Text shown:
◆ ◆ ◆ ◆ ◆ ◆ ◆
The takeaways from this month’s look at “what’s happening in the Charlottesville real estate market”:
1 – In some segments of the Charlottesville – Albemarle MSA (Metropolitan Statistical Area), the buyers’ market looks like it’s over. Good houses that are priced well are moving … sometimes in a matter of days and occasionally with multiple offers. Inventory is down, some prices are up. (Low Inventory isn’t necessarily a sign of recovery though)
2 – Foreclosures and short sales are still out there, and are seemingly comprising a smaller portion of the market than we’ve seen over the past few years. But there are anecdotes everywhere – I almost showed a short sale in Albemarle in which the asking price is $450k … down from the initial asking price was $1.19 million … in 2008.
3 – I don’t feel like a complete fool saying that the recovery is near. I don’t know when “near” is, but I do know that “normal” is a moving and shifting target. “New normal” is an absurd term; today is normal. So is tomorrow. So is yesterday.
4 – Product mix shift – anecdotally, we’ve seen this coming, but we’re seeing more and more buyers are opting for single family detached homes as opposed to attached homes. Condo volume seems to be stabilizing … the condo buyer of today is more interested in the condo lifestyle (location, no maintenance or yard work) than we saw in the previous market*. What we’re also seeing is a demand for the condo lifestyle in single family homes; that solution doesn’t really exist yet, but there’s a market for it!
5 – Real estate market Data is but part of the conversation and analysis – experience and conversations with other experienced real estate agents matters tremendously. It might sound silly to in-lookers, but being able to tell that a property is great and will sell soon is crucial. Example: I showed a house on Saturday and told my buyer clients that I expected it to sell in the “next couple days” … then I heard Monday that the sellers got three offers. That insight comes from experience, not just looking at data. … and educating my buyers so that they are able to discern a well-priced, well-marketed home is one of my favorite things.
6 – I’m seeing that more and more people want to be close to stuff … “stuff” meaning coffee shops, schools, work, grocery stores … and CharlAlbemarle is about to get more stuff. This trend is reflected by more of my buyer clients asking about walk- and bike-ability, as well as shorter commute times.
7 – As always, I’m reserving my conclusions about where we are today until I have at least 6 months of hindsight.
8 – Nationally, Trulia says that asking prices have increased, and their data is about as relevant as mine if you’re seeking to make a decision (and you really should hire a professional for advice) … for example, single family homes in the Waverly neighborhood are very different than single family homes in Forest Lakes are very different than walkable homes in Downtown Charlottesville.
◆ ◆ ◆ ◆ ◆ ◆ ◆
Return the passage of the Charlottesville real estate text from "3 – I don’t" up to and including "market for it!", copied word for word.
◆ ◆ ◆ ◆ ◆ ◆ ◆
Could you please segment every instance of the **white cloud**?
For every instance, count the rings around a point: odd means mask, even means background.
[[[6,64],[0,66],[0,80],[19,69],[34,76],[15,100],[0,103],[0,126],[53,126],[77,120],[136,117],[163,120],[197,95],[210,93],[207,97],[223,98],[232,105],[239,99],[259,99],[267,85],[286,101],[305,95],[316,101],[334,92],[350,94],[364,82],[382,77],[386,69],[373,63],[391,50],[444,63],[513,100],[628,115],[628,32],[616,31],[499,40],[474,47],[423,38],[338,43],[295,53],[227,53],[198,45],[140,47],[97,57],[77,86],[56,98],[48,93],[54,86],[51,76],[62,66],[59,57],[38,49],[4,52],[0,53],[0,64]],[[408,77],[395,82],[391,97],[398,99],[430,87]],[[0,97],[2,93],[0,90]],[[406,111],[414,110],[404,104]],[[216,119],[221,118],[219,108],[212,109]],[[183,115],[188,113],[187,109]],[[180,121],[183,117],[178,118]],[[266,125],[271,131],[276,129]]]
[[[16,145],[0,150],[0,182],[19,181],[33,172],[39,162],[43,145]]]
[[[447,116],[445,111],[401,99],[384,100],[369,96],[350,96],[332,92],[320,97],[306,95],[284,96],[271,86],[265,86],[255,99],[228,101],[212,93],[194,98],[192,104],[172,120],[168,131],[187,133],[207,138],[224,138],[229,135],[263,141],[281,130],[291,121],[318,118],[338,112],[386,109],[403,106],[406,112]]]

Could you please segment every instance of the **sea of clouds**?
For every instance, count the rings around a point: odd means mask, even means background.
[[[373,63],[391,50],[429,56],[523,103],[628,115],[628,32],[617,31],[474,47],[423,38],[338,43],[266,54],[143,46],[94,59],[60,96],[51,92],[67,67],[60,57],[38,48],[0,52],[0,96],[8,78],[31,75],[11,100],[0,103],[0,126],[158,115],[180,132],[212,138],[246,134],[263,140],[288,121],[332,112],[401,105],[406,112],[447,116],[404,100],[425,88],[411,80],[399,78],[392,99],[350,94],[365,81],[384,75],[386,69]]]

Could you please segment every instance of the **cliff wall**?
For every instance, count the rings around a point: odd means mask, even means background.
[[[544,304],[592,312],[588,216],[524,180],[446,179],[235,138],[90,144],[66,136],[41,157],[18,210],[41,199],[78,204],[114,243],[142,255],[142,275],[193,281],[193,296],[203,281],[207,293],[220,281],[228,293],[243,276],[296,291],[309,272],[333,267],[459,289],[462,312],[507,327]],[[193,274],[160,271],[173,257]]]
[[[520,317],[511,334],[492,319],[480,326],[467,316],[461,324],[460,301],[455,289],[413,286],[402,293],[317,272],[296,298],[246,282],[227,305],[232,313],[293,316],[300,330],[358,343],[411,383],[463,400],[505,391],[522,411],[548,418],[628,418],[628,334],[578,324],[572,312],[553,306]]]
◆ ◆ ◆ ◆ ◆ ◆ ◆
Exercise output:
3 – I don’t feel like a complete fool saying that the recovery is near. I don’t know when “near” is, but I do know that “normal” is a moving and shifting target. “New normal” is an absurd term; today is normal. So is tomorrow. So is yesterday.
4 – Product mix shift – anecdotally, we’ve seen this coming, but we’re seeing more and more buyers are opting for single family detached homes as opposed to attached homes. Condo volume seems to be stabilizing … the condo buyer of today is more interested in the condo lifestyle (location, no maintenance or yard work) than we saw in the previous market*. What we’re also seeing is a demand for the condo lifestyle in single family homes; that solution doesn’t really exist yet, but there’s a market for it!